**Material provided**.
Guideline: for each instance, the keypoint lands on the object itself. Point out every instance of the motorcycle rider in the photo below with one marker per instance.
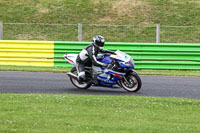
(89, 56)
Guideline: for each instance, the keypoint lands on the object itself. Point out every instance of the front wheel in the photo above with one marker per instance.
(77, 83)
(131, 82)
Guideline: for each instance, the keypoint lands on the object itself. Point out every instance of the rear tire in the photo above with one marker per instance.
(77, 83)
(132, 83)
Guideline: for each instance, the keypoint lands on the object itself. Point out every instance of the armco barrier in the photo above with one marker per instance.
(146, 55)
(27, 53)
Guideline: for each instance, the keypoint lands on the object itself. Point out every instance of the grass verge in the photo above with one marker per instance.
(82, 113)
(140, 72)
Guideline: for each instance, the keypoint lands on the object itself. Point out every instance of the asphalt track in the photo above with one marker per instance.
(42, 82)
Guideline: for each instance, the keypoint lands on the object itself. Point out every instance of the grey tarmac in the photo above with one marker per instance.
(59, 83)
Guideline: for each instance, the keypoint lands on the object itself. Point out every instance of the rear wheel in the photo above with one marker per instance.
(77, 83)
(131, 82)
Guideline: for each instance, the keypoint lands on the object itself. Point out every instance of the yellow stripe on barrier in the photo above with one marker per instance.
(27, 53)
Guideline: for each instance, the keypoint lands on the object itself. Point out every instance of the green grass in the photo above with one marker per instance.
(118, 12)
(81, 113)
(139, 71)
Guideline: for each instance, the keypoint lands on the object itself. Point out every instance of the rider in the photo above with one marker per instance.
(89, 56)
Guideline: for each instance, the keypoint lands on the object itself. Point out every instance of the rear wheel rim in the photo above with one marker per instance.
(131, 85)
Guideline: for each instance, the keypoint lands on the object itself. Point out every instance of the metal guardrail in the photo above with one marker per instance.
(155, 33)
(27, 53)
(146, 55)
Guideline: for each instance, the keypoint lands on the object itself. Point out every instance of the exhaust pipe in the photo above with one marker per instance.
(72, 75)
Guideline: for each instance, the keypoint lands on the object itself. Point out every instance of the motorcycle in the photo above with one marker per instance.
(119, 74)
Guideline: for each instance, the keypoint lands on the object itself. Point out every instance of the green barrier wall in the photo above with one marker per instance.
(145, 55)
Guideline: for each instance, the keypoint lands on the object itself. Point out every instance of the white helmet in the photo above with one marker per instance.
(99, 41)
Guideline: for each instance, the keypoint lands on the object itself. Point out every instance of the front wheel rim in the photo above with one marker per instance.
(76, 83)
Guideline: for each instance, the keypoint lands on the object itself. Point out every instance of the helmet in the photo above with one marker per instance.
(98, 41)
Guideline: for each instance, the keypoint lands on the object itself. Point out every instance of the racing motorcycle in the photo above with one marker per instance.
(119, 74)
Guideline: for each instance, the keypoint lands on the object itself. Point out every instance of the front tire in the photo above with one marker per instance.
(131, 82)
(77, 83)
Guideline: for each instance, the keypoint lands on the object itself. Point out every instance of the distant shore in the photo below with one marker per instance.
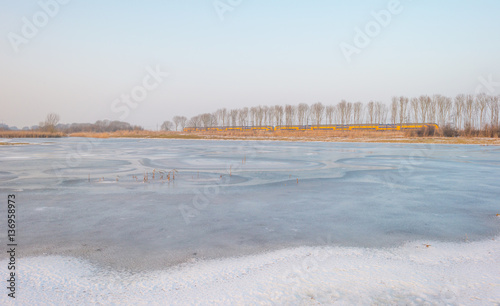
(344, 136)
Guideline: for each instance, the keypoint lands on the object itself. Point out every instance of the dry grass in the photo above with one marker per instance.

**Work request**. Transcribe every entry above exactly as it stands, but skip the images.

**Your solution**.
Guideline: for each instance, the keypoint lands on the object itself. Point out every instance of the motorcycle rider in the photo below with one marker per instance.
(89, 56)
Guideline: for each instance, the keypoint lands on the object itself. Point out every instance of the front wheel in the photo above with one marker per instance.
(77, 83)
(131, 82)
Guideline: for each instance, the keypoint lands on the object itself. Point out every instance of the rear tire in the photo above with one marker per instance.
(77, 83)
(132, 83)
Guideline: for each instance, the keypoint lands on the object itself. Point out every instance of the armco barrier in the photo above with one marker per instance.
(146, 55)
(27, 53)
Guideline: for each instance, the keypoint lands on the object itself. Point out every instance of the grass verge in the photo above with one marker per instance.
(82, 113)
(140, 72)
Guideline: for each instance, the keypoint lands on the object itself. Point out every instance of the asphalt track in the photo above with one marker per instance.
(42, 82)
Guideline: for each instance, the keypoint lands on the object itself. Point out every instance of the grey tarmac in the photo above with one marker per instance.
(59, 83)
Guideline: for each instance, the keypoint lands on the object itself. Point out every instance of the rear wheel in the photo above with one marker per instance.
(77, 83)
(131, 82)
Guideline: for each instance, the keypoint lands on the object itself. Point out every instance of the yellow stripe on barrier in the photo above with one marker per instance.
(27, 53)
Guideline: for each instance, the keypoint lands on the object itself. Point out every instance of the green grass in the photo above with one marker per instance.
(118, 12)
(81, 113)
(139, 71)
Guideline: for each instance, the keypoint lands on the object itself. Point out every instance of the rider in the photo above with one marker per instance.
(89, 56)
Guideline: for each instance, the keypoint lands on the object itself. Point out every instance of the rear wheel rim in the photo above with one marker per instance.
(131, 85)
Guideline: for each instance, the keypoint lands on the object itself. Point out every instance of the metal guardrail in the photo above with one marker per instance.
(155, 33)
(27, 53)
(146, 55)
Guideline: for each instance, the keypoint lands on the object itself. Point out every instance of the exhaust pipe in the photo above with one marker per instance.
(72, 75)
Guideline: for each instance, the keypoint lands on the object itself. Point out every instance of the motorcycle in the photo above with one marker per instance.
(119, 74)
Guideline: for each instance, the keypoint lands on the object itself. Point out every instance of the green barrier wall in the photo above with one marker per instance.
(145, 55)
Guideline: for each instance, the keypoint lands on the object itself. Point out every instance of the white helmet in the photo above with one marker per instance.
(99, 41)
Guideline: for each instance, the keypoint lands on the object itself. Point out every instance of the front wheel rim in the photo above with one marker per instance.
(76, 83)
Guideline: for each instance, the keypoint lands on the object itself. Point out every instance of the helmet in the photo above with one marker per instance.
(98, 41)
Guideline: for each instance, the keypoint lands on the object itself. Point out every instance of the racing motorcycle in the photo above with one marker per instance.
(119, 74)
Guideline: for each instance, the keypoint lands on the object itself. Point out every instance of the front tire in the photo above with one marker per instance.
(131, 82)
(77, 83)
Guideline: for each instance, the keypoint lands on the object itself. Point out every instance of the distant shore in the photo below with one marker per instance.
(344, 136)
Guideline: for each instance, the keypoint lands on the object itself. Point out every instance of the dry grass in the photo above with one marker per instance.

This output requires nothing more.